» 所给文本

陈清旭
(518000 广东商达(福田)律师事务所 广东 深圳)
合同自由原则及诚实信用原则,是我国新合同法修订后的两条重要的主行脉络,合同自由原则旨在鼓励人们以个体为单位,自由追求自身合法权利,同时赋予行为人主体性,为个人开辟更为自由的合同签订环境。而诚实信用原则,则是将社会群体作为基本单位,通过制度来制约与限制不符合公平正义的越权行为,以保证合同自由原则能够顺利落实,二者相结合,可以即保证合同签订的灵活性,又能及时矫正合同问题,二者相互作用,共同保证我国平等个体之间的公平公正。
在一定程度上来说,合同自由原则是合同法设置的基础与灵魂,如若合同自由无法在合同法中得以体现,则合同法则无法真正落实到实际的应用中,可以说合同自由原则在新合同法中是融会贯通的。然而,受到我国经济体制等因素的影响,合同自由原则实际上并没有被广泛关注与正确对待过。本文从其立法模式展开,结合合同自愿、任意性规范等,来研究了合同自由这一原则在新合同法立法中的具体表现[1]。

» 题目 1
把数据行里从含有“In this picture, where can the white golf”的那一行到含有“point(194, 562)”的那一行一字不改地抄下来，首尾两行都要算进去。

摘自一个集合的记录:

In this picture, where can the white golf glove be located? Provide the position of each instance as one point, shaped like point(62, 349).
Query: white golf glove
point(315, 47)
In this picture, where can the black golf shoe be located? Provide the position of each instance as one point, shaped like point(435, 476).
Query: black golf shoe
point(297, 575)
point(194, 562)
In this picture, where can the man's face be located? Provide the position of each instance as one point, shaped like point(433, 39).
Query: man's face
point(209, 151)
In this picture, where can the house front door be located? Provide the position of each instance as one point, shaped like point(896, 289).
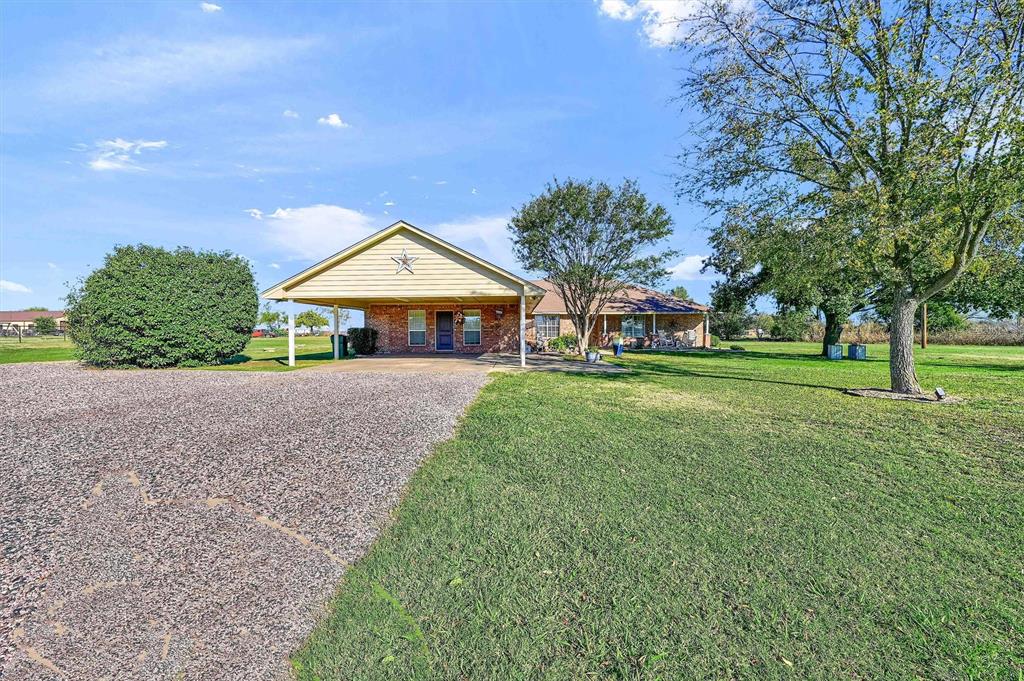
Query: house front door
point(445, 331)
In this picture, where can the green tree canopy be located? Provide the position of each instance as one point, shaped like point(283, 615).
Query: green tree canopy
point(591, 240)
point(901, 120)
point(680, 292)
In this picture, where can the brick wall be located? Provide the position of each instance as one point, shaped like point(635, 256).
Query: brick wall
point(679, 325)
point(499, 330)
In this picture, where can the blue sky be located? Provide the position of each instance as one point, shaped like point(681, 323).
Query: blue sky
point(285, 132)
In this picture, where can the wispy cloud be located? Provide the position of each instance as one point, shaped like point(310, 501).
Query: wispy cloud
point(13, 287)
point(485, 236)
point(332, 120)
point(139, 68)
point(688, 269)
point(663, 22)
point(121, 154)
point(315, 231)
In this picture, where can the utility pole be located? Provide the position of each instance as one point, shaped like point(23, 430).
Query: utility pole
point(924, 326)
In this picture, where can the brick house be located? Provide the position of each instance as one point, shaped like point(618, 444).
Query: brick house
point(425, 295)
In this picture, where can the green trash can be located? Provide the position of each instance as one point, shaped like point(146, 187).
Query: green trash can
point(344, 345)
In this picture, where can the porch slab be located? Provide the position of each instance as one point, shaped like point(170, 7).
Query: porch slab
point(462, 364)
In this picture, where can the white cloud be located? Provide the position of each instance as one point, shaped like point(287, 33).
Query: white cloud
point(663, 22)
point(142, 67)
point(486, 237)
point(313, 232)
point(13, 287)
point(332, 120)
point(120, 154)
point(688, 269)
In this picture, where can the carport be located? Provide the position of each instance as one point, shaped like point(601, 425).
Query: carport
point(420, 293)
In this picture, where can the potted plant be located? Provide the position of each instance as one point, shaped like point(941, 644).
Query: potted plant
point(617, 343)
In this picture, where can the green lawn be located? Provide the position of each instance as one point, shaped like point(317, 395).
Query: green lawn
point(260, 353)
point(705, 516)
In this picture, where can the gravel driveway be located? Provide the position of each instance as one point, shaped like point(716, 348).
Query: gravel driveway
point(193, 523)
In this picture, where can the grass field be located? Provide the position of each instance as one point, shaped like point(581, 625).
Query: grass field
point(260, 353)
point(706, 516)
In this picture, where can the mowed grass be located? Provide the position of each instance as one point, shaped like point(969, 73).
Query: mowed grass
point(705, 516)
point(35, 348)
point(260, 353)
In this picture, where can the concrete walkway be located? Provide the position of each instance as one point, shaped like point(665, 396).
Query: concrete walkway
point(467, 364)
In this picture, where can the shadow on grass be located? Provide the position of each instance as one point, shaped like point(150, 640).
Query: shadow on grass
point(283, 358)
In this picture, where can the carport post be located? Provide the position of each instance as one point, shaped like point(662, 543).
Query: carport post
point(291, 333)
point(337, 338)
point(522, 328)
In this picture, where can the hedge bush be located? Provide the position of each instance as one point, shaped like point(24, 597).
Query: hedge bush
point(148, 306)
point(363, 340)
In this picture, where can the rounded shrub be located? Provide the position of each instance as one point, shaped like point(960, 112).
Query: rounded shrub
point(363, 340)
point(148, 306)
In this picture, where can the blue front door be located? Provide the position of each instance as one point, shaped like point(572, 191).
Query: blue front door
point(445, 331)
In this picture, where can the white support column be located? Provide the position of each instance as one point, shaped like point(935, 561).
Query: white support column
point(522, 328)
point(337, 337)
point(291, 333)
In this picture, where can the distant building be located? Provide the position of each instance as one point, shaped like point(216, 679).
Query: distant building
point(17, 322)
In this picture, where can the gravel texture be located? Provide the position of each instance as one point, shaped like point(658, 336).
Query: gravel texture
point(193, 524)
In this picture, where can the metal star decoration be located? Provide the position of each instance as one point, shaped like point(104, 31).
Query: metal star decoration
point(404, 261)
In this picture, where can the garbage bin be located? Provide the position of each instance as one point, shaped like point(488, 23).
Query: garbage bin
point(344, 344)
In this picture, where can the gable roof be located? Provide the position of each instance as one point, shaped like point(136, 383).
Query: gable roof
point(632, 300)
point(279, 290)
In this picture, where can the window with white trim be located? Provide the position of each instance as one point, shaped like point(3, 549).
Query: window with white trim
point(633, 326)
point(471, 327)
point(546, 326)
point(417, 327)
* * *
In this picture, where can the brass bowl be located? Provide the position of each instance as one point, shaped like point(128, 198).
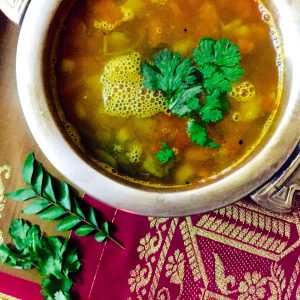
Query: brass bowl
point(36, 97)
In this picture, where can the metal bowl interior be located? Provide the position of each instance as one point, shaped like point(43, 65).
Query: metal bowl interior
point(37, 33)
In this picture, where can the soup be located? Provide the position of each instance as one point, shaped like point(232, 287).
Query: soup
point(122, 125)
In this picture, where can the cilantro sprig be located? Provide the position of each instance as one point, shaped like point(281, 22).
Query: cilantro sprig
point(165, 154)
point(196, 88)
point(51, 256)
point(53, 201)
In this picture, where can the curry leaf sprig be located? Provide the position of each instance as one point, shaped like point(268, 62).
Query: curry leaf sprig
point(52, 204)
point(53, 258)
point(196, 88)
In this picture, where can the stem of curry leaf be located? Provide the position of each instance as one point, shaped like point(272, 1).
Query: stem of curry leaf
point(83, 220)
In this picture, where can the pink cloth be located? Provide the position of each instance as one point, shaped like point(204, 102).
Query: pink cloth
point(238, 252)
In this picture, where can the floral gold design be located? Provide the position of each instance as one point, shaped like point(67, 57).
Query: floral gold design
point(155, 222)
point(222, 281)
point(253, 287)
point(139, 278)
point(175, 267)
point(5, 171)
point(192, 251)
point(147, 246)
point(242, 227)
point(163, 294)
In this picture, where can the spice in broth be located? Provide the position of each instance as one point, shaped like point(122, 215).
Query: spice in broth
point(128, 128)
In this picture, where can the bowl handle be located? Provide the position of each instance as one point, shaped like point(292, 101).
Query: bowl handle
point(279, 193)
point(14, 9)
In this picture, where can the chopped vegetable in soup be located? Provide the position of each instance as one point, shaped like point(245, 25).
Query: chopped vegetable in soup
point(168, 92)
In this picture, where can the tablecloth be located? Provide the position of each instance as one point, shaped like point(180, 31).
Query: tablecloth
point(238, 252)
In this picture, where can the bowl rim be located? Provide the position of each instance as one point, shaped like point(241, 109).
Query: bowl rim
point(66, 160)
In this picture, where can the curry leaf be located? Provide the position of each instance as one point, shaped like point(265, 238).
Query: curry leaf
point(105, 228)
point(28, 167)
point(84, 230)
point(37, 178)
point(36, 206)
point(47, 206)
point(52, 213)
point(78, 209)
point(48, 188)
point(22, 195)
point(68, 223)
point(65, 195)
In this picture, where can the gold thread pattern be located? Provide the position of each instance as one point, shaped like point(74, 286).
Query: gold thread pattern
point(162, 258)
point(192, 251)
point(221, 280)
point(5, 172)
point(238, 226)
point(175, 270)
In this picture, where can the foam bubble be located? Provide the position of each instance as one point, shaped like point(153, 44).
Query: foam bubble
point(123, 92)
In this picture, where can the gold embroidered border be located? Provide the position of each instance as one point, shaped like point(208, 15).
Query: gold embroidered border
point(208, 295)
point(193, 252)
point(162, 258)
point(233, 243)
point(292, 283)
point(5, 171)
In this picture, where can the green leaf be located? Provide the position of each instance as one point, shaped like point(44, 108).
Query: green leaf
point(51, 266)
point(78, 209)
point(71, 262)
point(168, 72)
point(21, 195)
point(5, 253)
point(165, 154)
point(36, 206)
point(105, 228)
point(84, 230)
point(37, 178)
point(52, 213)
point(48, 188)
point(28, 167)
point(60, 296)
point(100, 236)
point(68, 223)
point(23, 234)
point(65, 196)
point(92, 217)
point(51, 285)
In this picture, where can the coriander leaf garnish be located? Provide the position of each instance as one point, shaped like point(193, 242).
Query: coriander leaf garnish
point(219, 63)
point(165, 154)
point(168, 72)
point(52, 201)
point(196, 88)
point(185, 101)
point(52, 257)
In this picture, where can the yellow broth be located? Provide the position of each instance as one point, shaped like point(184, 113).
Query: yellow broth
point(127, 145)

» 题目 2
在这篇讲合同自由原则的文章里，合同自由原则被说成是合同法设置的什么？

» 解答 1
In this picture, where can the white golf glove be located? Provide the position of each instance as one point, shaped like point(62, 349).
Query: white golf glove
point(315, 47)
In this picture, where can the black golf shoe be located? Provide the position of each instance as one point, shaped like point(435, 476).
Query: black golf shoe
point(297, 575)
point(194, 562)

» 解答 2
基础与灵魂。